Copy the rows below from the start through the line containing "[54,7,458,82]", both ends included, keeping every line. Add 44 to each bounding box coordinate in the answers.

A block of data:
_ _ _ _ _

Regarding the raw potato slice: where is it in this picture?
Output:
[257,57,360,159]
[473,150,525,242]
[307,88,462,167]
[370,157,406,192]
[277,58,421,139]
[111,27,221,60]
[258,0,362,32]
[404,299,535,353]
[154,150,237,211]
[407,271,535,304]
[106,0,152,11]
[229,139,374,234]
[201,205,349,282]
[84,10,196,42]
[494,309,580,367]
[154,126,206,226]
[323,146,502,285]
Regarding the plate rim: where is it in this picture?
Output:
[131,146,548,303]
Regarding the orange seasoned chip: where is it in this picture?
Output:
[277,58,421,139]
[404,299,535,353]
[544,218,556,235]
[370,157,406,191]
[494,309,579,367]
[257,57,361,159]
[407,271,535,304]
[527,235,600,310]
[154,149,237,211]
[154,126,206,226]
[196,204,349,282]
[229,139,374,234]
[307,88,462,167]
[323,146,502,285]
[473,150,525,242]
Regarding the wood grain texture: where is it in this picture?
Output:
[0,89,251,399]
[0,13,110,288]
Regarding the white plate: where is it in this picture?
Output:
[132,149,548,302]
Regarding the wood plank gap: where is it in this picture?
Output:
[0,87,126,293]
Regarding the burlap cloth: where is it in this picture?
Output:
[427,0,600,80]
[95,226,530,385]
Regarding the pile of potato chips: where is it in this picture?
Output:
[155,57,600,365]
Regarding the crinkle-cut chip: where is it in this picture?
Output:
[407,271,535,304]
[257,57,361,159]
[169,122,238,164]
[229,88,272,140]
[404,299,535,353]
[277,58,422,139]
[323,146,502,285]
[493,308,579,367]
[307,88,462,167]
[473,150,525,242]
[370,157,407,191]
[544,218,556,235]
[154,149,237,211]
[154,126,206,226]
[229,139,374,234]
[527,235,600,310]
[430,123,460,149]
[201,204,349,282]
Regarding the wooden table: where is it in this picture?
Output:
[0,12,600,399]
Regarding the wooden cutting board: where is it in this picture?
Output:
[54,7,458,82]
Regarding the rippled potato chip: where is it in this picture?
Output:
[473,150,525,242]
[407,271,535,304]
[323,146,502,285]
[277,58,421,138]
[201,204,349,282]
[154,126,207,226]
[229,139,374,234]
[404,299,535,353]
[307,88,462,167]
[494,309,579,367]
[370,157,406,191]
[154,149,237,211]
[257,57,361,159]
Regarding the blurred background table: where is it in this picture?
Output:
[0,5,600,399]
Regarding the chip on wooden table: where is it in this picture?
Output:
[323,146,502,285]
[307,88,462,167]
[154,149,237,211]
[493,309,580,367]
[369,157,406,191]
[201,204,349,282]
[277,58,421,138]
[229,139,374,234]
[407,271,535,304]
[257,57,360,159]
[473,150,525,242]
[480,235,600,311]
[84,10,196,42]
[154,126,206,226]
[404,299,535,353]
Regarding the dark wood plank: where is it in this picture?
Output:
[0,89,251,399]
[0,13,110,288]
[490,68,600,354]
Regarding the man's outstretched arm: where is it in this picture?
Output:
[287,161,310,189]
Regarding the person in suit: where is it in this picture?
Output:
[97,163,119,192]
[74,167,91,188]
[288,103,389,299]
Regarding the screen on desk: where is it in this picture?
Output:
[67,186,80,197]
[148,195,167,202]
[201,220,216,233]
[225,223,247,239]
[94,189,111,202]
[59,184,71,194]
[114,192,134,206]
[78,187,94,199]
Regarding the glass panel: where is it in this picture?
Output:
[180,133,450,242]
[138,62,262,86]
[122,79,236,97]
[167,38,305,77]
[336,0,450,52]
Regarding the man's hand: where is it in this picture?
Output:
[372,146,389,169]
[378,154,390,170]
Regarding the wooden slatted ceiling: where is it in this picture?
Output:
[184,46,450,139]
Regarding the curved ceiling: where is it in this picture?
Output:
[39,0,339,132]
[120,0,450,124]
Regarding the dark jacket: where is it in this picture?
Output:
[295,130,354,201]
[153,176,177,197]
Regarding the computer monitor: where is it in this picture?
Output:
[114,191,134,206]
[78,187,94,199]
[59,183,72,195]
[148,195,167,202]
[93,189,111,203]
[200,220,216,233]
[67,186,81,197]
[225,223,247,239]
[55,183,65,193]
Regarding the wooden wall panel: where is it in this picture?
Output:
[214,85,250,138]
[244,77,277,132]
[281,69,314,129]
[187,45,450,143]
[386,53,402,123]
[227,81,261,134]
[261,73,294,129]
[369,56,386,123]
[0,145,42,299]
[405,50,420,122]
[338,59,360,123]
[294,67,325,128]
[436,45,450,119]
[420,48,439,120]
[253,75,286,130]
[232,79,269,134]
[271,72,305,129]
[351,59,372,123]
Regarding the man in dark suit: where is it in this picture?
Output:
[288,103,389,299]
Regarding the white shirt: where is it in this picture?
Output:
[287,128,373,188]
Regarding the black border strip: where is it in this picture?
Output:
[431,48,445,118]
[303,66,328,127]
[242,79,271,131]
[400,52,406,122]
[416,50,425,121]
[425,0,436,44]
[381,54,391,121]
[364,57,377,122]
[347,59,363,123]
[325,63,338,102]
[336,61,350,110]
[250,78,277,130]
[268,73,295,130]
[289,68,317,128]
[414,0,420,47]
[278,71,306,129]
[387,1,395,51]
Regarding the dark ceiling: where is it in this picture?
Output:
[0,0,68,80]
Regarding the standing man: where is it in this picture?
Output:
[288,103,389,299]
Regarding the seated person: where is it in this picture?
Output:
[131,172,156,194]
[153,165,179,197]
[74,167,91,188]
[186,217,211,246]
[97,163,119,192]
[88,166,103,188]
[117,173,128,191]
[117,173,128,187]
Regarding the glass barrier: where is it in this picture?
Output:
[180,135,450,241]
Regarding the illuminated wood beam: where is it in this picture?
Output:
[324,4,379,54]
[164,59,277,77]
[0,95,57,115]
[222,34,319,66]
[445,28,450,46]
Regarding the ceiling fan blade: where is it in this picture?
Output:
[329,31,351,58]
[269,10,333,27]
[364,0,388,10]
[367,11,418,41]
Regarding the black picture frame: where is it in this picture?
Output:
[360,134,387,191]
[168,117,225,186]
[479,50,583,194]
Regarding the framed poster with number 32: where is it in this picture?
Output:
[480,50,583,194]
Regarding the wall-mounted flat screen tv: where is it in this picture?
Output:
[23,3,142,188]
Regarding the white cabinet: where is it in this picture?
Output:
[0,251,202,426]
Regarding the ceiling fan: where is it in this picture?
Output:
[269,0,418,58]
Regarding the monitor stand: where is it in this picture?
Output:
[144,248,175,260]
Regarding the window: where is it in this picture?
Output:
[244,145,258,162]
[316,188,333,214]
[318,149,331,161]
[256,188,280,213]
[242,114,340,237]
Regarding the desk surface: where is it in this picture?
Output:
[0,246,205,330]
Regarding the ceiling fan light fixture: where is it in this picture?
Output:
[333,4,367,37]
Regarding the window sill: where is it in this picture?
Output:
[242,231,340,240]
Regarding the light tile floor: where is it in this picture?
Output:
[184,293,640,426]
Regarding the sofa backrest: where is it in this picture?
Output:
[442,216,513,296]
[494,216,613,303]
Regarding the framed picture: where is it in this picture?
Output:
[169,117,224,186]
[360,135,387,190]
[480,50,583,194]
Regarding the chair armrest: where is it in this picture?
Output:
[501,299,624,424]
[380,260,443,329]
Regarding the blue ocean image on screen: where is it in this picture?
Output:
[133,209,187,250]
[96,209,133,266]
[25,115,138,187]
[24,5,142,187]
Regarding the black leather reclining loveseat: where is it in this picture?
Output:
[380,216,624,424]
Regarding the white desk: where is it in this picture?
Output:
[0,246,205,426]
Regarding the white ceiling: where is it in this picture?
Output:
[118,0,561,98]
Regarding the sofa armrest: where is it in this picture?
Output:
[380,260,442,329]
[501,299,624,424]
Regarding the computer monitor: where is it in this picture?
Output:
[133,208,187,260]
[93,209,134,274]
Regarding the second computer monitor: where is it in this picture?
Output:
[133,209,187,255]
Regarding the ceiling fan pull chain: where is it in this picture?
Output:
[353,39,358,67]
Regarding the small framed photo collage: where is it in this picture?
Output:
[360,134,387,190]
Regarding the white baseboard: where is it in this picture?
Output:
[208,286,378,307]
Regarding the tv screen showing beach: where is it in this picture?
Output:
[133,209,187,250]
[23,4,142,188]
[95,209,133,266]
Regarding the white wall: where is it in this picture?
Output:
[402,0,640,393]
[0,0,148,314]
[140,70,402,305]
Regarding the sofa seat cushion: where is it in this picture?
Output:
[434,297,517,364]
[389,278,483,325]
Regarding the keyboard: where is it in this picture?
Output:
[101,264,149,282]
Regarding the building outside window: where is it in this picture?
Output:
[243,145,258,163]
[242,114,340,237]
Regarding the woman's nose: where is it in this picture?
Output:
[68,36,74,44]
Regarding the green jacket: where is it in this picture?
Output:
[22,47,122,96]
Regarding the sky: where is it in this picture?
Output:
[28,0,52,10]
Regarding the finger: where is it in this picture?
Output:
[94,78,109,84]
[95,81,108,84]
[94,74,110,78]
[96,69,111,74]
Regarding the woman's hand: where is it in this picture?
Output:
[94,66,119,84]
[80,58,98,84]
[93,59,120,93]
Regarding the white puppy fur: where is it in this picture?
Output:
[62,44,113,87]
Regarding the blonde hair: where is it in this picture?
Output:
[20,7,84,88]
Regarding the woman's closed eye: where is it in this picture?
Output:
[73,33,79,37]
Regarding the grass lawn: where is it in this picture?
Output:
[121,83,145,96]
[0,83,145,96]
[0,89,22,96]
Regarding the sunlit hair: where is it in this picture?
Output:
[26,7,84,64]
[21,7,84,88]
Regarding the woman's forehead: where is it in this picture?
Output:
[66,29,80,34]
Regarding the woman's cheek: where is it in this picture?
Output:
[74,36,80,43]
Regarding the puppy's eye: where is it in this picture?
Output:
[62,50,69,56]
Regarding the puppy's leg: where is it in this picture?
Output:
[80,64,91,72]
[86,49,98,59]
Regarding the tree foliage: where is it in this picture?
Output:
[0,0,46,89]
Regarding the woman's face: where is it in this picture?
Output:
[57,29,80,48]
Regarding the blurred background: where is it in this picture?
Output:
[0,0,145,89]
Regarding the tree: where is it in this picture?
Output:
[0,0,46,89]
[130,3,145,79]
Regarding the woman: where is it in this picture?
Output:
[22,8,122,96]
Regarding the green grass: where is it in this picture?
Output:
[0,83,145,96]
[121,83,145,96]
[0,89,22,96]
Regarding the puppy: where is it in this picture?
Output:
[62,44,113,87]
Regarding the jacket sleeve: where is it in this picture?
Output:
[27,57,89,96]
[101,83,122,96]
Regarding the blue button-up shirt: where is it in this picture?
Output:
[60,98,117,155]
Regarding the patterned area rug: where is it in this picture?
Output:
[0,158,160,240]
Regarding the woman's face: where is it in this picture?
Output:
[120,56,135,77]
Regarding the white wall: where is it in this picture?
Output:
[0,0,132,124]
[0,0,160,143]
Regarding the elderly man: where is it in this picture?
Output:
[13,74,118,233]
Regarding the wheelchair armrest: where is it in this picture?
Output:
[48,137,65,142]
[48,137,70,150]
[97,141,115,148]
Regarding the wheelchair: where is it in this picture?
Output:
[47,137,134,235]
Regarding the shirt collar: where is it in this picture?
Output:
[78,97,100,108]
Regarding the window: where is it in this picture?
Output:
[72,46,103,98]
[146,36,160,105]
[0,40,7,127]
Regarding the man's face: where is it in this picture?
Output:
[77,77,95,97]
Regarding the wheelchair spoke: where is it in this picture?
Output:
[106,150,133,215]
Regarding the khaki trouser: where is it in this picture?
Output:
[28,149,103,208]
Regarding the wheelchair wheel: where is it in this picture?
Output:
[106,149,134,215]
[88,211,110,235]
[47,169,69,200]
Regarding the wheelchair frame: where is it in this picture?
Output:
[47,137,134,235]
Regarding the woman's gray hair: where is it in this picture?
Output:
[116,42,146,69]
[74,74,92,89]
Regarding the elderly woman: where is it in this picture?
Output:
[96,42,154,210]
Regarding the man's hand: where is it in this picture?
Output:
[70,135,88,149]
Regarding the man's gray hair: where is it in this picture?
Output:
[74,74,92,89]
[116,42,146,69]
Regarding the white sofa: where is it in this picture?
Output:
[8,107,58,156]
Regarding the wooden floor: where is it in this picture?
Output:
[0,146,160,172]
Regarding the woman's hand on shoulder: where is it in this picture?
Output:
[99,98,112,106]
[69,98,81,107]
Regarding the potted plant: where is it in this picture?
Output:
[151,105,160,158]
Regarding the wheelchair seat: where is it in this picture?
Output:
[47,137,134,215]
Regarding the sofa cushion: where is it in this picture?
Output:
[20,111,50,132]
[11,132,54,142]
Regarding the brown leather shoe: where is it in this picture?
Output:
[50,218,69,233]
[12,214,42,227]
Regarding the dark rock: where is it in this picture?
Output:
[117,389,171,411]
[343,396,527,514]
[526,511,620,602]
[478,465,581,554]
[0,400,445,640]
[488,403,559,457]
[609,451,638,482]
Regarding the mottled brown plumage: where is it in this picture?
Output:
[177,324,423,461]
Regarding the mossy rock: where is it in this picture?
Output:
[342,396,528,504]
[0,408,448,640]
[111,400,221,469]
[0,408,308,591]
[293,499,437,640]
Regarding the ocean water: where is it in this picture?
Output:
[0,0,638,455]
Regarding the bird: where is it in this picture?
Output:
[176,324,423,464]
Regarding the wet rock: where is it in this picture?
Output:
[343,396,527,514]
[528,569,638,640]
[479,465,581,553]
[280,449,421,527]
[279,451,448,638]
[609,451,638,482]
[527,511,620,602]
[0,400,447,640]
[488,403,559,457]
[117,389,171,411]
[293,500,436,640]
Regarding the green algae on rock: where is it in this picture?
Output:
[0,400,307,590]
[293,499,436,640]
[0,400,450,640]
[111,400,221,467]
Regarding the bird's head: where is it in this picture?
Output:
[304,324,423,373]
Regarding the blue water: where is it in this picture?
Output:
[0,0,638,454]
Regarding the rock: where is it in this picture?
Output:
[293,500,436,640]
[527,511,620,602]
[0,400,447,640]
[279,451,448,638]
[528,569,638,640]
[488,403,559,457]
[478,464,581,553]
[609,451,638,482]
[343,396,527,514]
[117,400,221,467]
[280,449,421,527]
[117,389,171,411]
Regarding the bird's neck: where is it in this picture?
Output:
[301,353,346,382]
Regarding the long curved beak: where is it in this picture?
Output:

_ _ _ _ _

• _Task solution_
Regarding the raw potato slice: where is it in this picture?
Output:
[301,101,404,203]
[517,194,569,286]
[351,132,506,211]
[414,201,450,236]
[321,102,465,183]
[155,71,265,104]
[302,44,406,76]
[448,343,579,397]
[198,194,281,255]
[451,315,579,348]
[150,44,196,55]
[273,183,418,278]
[245,249,393,326]
[128,54,240,86]
[538,353,624,411]
[198,170,250,270]
[367,190,546,329]
Regarding the plate rim: where is it in this picture?
Output:
[175,190,592,347]
Regarding the orange seasoned chip: where is it in this picture?
Output:
[321,102,465,183]
[448,343,579,397]
[588,262,600,279]
[414,201,450,235]
[538,353,623,411]
[301,101,405,203]
[451,315,579,348]
[571,279,644,354]
[198,193,281,255]
[198,170,250,270]
[240,248,393,326]
[273,183,418,278]
[351,132,506,211]
[367,190,546,329]
[517,194,569,286]
Regarding the wood grain texture: where is it in this picture?
Output:
[44,133,295,443]
[44,57,154,332]
Regarding the white plate: where is it in this picture?
Output:
[176,193,592,346]
Regarding the wood plank gap: where is it in this picture?
Output:
[44,131,170,337]
Regarding the burlap cloth: where is it in this picture?
Output:
[471,44,644,124]
[139,270,574,429]
Regarding the pile of potato chips: where is it in this picture?
Output:
[199,101,644,409]
Regarding the crinkle-cut chip: where is it in this picture?
Output:
[451,315,579,348]
[301,101,405,203]
[213,166,282,208]
[273,132,316,184]
[448,343,579,397]
[321,102,466,183]
[367,190,546,329]
[537,352,623,411]
[351,132,506,211]
[517,194,569,286]
[414,201,451,235]
[588,262,600,279]
[198,193,281,255]
[198,170,250,270]
[273,183,418,278]
[571,279,644,354]
[474,167,504,193]
[245,248,393,326]
Regarding the wooden table: where is it in this picture?
Output:
[44,56,644,443]
Regarding the wooden cutting board: where is it in this picture?
Output:
[98,51,502,126]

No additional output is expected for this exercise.